- TAREA PLANTEADA
Reproduce literalmente la parte del fragmento sobre la profecía de Isaías que comienza con "El profeta augura" y continúa hasta "santo de Israel.".

- FRAGMENTO DE ORIGEN
══════════

El profeta augura que el Líbano se convertirá en vergel. ¡Todos los árboles improductivos se pondrán a dar frutos! Sí, en los tiempos mesiánicos, la naturaleza misma se asocia a la gran renovación de los corazones humanos. Promesa de felicidad total. Sentido de la creación que participa a los decaimientos y a los enderezamientos del hombre. Aquel día —dice el profeta— los sordos oirán las palabras del libro y saliendo de la oscuridad y las tinieblas los ojos de los ciegos verán. Así, Isaías ha escogido dos de las más dramáticas deficiencias humanas y simbólicamente nos anuncia la liberación de «todos» los achaques. Los humildes volverán a alegrarse en el Señor y los pobres se regocijarán en Dios, el santo de Israel.

══════════

Elementos de etiquetado por segmentación
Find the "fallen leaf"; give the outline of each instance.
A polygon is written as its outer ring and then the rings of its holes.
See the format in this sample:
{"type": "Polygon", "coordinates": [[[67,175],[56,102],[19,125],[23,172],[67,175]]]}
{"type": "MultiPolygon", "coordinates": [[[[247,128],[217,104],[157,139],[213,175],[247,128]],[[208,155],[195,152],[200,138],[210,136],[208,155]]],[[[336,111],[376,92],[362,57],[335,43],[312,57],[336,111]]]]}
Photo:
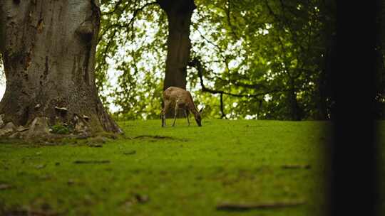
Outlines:
{"type": "Polygon", "coordinates": [[[13,188],[14,186],[7,184],[0,184],[0,190],[13,188]]]}
{"type": "Polygon", "coordinates": [[[123,153],[125,154],[125,155],[135,154],[136,151],[126,151],[126,152],[123,152],[123,153]]]}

══════════

- RESPUESTA COMPLETA
El profeta augura que el Líbano se convertirá en vergel. ¡Todos los árboles improductivos se pondrán a dar frutos! Sí, en los tiempos mesiánicos, la naturaleza misma se asocia a la gran renovación de los corazones humanos. Promesa de felicidad total. Sentido de la creación que participa a los decaimientos y a los enderezamientos del hombre. Aquel día —dice el profeta— los sordos oirán las palabras del libro y saliendo de la oscuridad y las tinieblas los ojos de los ciegos verán. Así, Isaías ha escogido dos de las más dramáticas deficiencias humanas y simbólicamente nos anuncia la liberación de «todos» los achaques. Los humildes volverán a alegrarse en el Señor y los pobres se regocijarán en Dios, el santo de Israel.